— Start DOCUMENT PASSAGE —
I’ve written numerous times on the influx of modern charismatic music infiltrating Evangelical churches and the devastating effects it has on those churches. I’ve personally witnessed this as solid, God-glorifying worship is exchanged for man-centered feel-goodism that’s geared toward the temporal aspects of everyday life rather than the attributes of God.
In one article, I covered how this emotionally-driven music has a psychological factor to it with its repetitive chants and lyrics which have the effect of opening the mind to suggestion. The charismatic movement employs this technique to emotionally manipulate the audience prior to the preacher taking the stage to open their minds to be able to more easily receive whatever is being stated.
But that isn’t the only problem. In another article, I demonstrated how this fleshly-driven modern worship music takes the glory away from God and puts it on men. The commercialized Christian music industry not only enables this idolatry but promotes it to the degree that God’s glory is robbed from Him at many levels, including in churches. The vast majority of Christian contemporary music is produced by celebrity artists who’ve compromised on biblical truths in order to serve their own selfish desires.
— End DOCUMENT PASSAGE —
CHALLENGE 1 | Count the lines in the records that contain the word "light", and give only that number.
— Start DATA PROVIDED —
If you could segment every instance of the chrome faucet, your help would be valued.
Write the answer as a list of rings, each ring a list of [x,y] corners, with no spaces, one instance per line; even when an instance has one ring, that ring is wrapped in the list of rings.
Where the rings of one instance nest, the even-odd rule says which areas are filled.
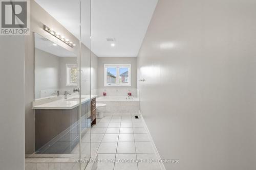
[[[57,96],[58,97],[59,95],[59,90],[56,90],[55,91],[56,91],[56,93],[52,93],[52,95],[56,94]]]
[[[71,95],[71,94],[68,93],[68,91],[64,91],[64,99],[65,100],[67,99],[67,95]]]

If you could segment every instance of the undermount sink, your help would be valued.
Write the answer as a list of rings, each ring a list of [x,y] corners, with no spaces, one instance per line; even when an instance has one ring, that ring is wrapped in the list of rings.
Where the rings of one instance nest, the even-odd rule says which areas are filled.
[[[67,101],[79,101],[79,98],[71,98],[70,99],[68,99]],[[81,98],[81,100],[83,100],[86,99],[85,98]]]

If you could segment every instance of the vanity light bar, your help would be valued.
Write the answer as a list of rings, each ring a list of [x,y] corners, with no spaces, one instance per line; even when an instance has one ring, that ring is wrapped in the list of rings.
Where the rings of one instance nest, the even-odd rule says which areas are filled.
[[[72,48],[76,46],[76,44],[74,44],[72,42],[70,41],[68,39],[66,38],[64,36],[60,35],[59,33],[56,33],[53,29],[45,25],[44,26],[44,30]]]

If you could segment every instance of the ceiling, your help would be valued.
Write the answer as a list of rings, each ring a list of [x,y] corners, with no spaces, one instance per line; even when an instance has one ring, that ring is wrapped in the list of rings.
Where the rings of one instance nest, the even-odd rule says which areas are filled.
[[[37,34],[35,34],[35,47],[58,57],[77,57],[68,50]]]
[[[79,37],[78,0],[35,0],[76,37]],[[99,57],[136,57],[158,0],[81,1],[82,42]],[[106,38],[115,41],[107,41]],[[114,46],[111,44],[115,44]]]

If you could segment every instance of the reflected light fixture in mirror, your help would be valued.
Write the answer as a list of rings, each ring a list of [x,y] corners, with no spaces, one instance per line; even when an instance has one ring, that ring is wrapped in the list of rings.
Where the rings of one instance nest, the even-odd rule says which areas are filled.
[[[53,30],[53,29],[52,29],[45,25],[44,26],[44,30],[72,48],[76,46],[76,44],[74,44],[72,42],[70,41],[69,39],[66,38],[63,36],[61,35],[59,33],[56,32],[54,30]]]

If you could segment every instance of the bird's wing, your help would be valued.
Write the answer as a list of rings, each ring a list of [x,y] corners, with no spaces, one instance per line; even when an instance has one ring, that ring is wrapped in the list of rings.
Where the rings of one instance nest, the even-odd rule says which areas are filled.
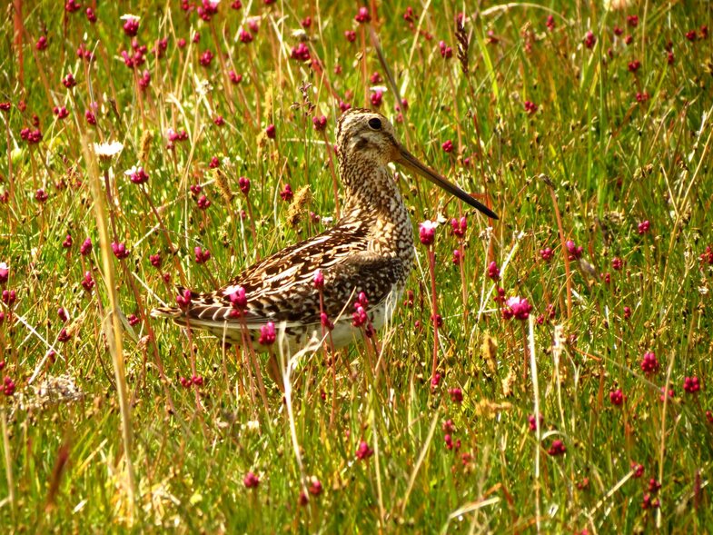
[[[324,312],[332,321],[342,311],[351,315],[359,292],[363,292],[371,305],[380,303],[408,269],[399,259],[368,252],[368,243],[361,225],[340,225],[257,263],[220,290],[193,295],[180,316],[189,321],[244,321],[253,328],[267,322],[319,322],[317,270],[324,277]],[[247,297],[243,318],[235,316],[229,297],[239,286]]]

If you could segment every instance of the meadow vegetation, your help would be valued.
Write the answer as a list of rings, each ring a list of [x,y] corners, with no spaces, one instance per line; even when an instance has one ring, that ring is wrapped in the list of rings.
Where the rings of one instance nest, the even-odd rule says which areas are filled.
[[[710,530],[707,2],[9,4],[5,529]],[[402,304],[288,411],[149,312],[333,224],[350,106],[500,220],[395,168]]]

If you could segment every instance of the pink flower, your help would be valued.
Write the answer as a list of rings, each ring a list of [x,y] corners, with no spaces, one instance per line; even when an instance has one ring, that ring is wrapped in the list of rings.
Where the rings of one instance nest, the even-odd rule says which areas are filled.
— End DATA PROVIDED —
CHALLENGE 2 | Continue the article on modern worship music in Evangelical churches from the point where it stops.

WRITTEN RESPONSE 1 | 2

WRITTEN RESPONSE 2 |
One of Cody Carne’s latest and most popular songs, Firm Foundation, is demonstrative of just this. The lyrics of this new song, which is performed in conjunction with Maverick City Music, are a psycho-babble mess of man-centered theology sprinkled with a little bit of Jesus on it. And while the lyrics may not technically be false, the lyrics point primarily to the emotions of man. It is man’s emotions rather than God’s Word, His attributes, or His Glory that are driving these lyrics.
The song starts out with these lyrics:
Christ is my firm foundation
The Rock on which I stand
When everything around me is shaking
I’ve never been more glad
That I put my faith in Jesus
‘Cause He’s never let me down
He’s faithful through generations
So why would He fail now?
The first problem here is that, as you can see, the first verse is primarily focused on Cody Carnes and the emotional and mental ups and downs of his life. And while he points to Christ as the “firm foundation,” he ultimately credits himself with “putting his faith in Jesus.”
The next verse isn’t any better, as he continues to credit himself for the work of Christ:
I’ve still got joy in chaos
I’ve got peace that makes no sense
So I won’t be going under
I’m not held by my own strength
‘Cause I build my life on Jesus
He’s never let me down
He’s faithful in еvery season
So why would He fail now?
The song is focused on his own joy and peace now, and even though he says that he isn’t held by his own strength, he again credits himself for “building his life on Jesus.”
The song continues with lyrics not about the glory of God, not even about the cross of Christ, but about the emotional and mental peace he has when he is emotionally charged with Jesus. In fact, when music like this is done, it’s eerily similar to coming to worship to take a few sips of Jesus wine to get you through the day and then coming in for a re-fill the next time. That is not the point of worship.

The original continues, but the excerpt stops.